= Estratto =

Questa nuova Jugoslavia del maresciallo Tito, che per il
numero delle vittime, per la vittoria comune occupa senza
dubbio il secondo posto ,dopo l'Unione sovietica e che è
rispettata ed onorata dalla popolazione slovena, croata e
italiana di questa regione, non è possibile che abbia oltre
alla Guardia di frontiera fascista, ai poliziotti, gettato
nelle Foibe anche i combattenti che hanno combattuto da
fratelli per la nuova Jugoslavia e dieci soldati
neozelandesi...."E, proseguendo,con la definizione cinica
dell'alibi che ancora oggi alcuni storici sloveni e croati
sottolineano, giunge a dire: "... sulla terra che ha
sofferto per venticinque anni il terrore snazionaliz-zatore
italo-fascista si è combattuto per anni contro i
nazi-fascisti assieme ad onesti italiani ed antifascisti non
è questa la prima e nemmeno l'unica grotta dove si
polverizzano le ossa dei criminali italiani e tedeschi e di
quelli che si sono opposti..."Tra i responsabili degli
infoibamenti a Basovizza può essere indicata la Banda
Zoll-Steffè che presso le carceri triestine dei Gesuiti
imperversò sotto la denominazione della Guardia del
popolo.
Foiba di Scadaicina-
sulla strada di Fiume.
Foiba di Podubbo -
Non è stato possibile, per difficoltà, il recupero. Il
Piccolo del 5.12.1945 riferisce che coloro che si sono
calati nella profondità di 190 metri, hanno individuato
cinque corpi - tra cui quello di una donna completamente
nuda - non identificabili a causa della decomposizione.
Foiba di Drenchia -
Secondo Diego De Castro vi sarebbero cadaveri di donne,
ragazzi e partigiani dell'Osoppo.
Abisso di Semich -
" ... Un'ispezione del 1944 accertò che i partigiani di
Tito, nel settembre precedente, avevano precipitato
nell'abisso di Semich (presso Lanischie), profondo 190
metri, un centinaio di sventurati: soldati italiani e
civili, uomini e donne, quasi tutti prima seviziati e ancor
vivi. Impossibile sapere il numero di quelli che furono
gettati a guerra finita, durante l'orrendo 1945 e dopo.
Questa è stata una delle tante Foibe carsiche trovate
adatte, con approvazione dei superiori, dai cosiddetti
tribunali popolari, per consumare varie nefandezze. La Foiba
ingoiò indistintamente chiunque avesse sentimenti italiani,
avesse sostenuto cariche o fosse semplicemente oggetto di
sospetti e di rancori. Per giorni e giorni la gente aveva
sentito urla strazianti provenire dall'abisso, le grida dei
rimasti in vita, sia perché trattenuti dagli spuntoni di
roccia, sia perché resi folli dalla disperazione.

= Righe fornite =
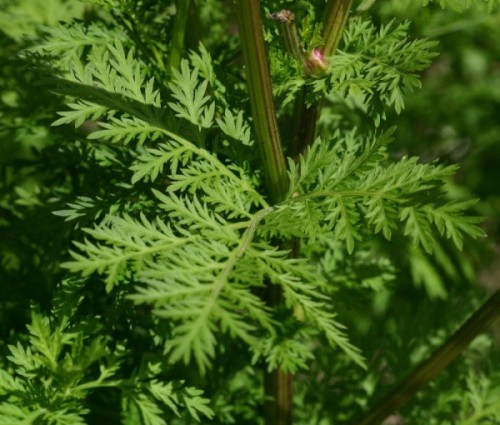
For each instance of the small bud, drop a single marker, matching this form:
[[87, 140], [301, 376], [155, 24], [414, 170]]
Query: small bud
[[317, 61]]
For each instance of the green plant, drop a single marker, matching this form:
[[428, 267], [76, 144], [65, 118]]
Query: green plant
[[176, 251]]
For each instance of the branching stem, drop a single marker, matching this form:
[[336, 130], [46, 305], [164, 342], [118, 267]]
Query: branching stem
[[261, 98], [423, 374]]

==

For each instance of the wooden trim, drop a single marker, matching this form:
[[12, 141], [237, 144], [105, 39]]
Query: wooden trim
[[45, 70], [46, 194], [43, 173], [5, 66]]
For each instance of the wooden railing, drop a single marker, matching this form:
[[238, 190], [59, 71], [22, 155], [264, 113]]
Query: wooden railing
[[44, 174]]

==

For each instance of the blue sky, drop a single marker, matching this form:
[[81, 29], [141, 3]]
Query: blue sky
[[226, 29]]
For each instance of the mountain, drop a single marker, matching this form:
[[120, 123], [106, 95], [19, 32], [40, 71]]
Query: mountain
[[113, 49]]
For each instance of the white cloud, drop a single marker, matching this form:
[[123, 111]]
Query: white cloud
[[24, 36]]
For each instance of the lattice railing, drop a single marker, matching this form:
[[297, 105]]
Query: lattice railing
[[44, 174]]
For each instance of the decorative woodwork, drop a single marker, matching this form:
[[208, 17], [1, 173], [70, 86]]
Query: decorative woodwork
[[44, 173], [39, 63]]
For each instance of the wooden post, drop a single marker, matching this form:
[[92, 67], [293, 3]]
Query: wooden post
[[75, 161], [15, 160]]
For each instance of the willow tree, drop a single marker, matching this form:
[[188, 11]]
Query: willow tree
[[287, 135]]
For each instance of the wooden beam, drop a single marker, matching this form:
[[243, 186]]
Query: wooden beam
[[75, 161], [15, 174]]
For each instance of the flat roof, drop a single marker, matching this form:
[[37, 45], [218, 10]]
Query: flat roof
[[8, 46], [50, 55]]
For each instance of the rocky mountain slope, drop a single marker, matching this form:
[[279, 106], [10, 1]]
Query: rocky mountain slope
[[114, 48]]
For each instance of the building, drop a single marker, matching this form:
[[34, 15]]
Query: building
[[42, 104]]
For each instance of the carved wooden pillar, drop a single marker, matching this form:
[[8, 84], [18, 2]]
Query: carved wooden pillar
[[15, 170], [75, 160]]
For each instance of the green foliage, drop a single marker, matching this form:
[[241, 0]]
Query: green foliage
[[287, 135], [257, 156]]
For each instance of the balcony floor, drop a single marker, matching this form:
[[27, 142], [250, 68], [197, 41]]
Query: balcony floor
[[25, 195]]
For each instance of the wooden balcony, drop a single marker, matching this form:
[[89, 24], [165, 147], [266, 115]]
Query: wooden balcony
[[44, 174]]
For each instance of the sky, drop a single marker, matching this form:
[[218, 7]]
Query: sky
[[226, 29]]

= Obiettivo =
Secondo l'estratto sulle foibe, quanto era profondo l'abisso di Semich? Per rispondere basati soltanto sull'estratto.

= Risultato =
L'abisso di Semich era profondo 190 metri.